Prompt =>
Show every row below that contains the word "instance", copying each one in full. Case counts.

Provided records =>
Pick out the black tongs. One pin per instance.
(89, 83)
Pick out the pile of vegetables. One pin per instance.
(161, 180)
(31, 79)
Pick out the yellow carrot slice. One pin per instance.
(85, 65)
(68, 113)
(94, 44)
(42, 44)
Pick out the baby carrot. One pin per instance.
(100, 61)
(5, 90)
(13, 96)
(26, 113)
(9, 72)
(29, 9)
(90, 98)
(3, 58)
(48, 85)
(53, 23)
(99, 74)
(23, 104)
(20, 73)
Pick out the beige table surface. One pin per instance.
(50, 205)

==

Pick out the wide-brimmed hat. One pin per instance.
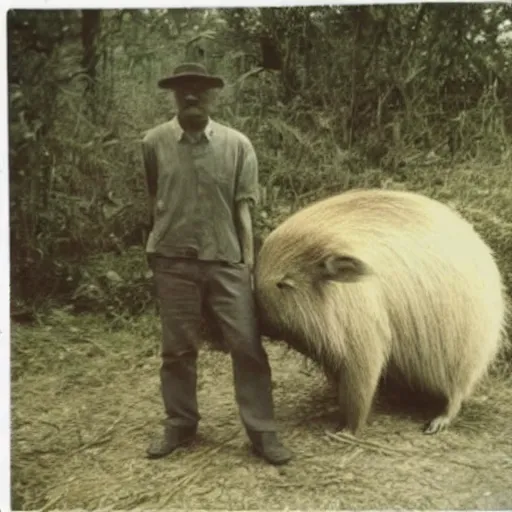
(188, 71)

* * *

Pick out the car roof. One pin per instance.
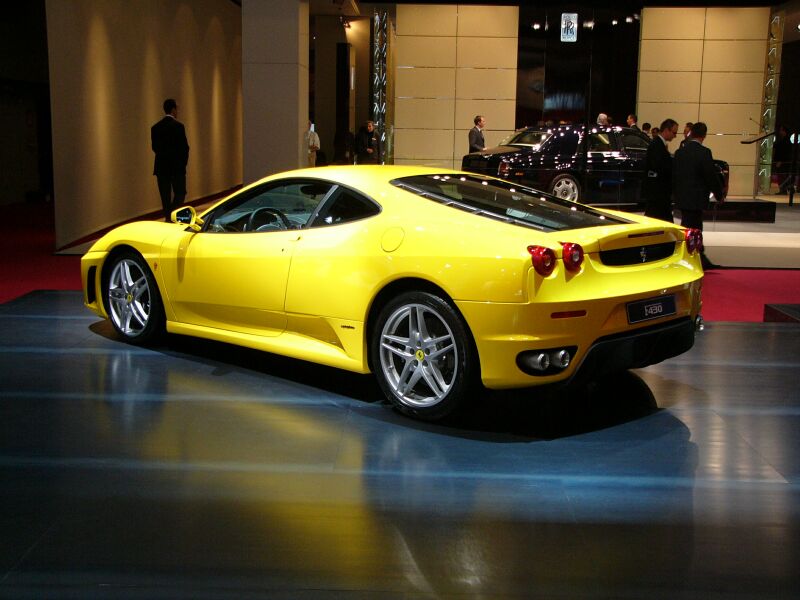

Answer to this task =>
Pick out the black tongs. One pin per instance.
Pick out the pile of vegetables. One pin per instance.
Pick out the yellow carrot slice. One pin per instance.
Pick out the baby carrot. One pin per instance.
Pick out the beige table surface. One pin per instance.
Pick out the wide-brimmed hat. One pin per instance.
Pick out the car roof. One pin per instance.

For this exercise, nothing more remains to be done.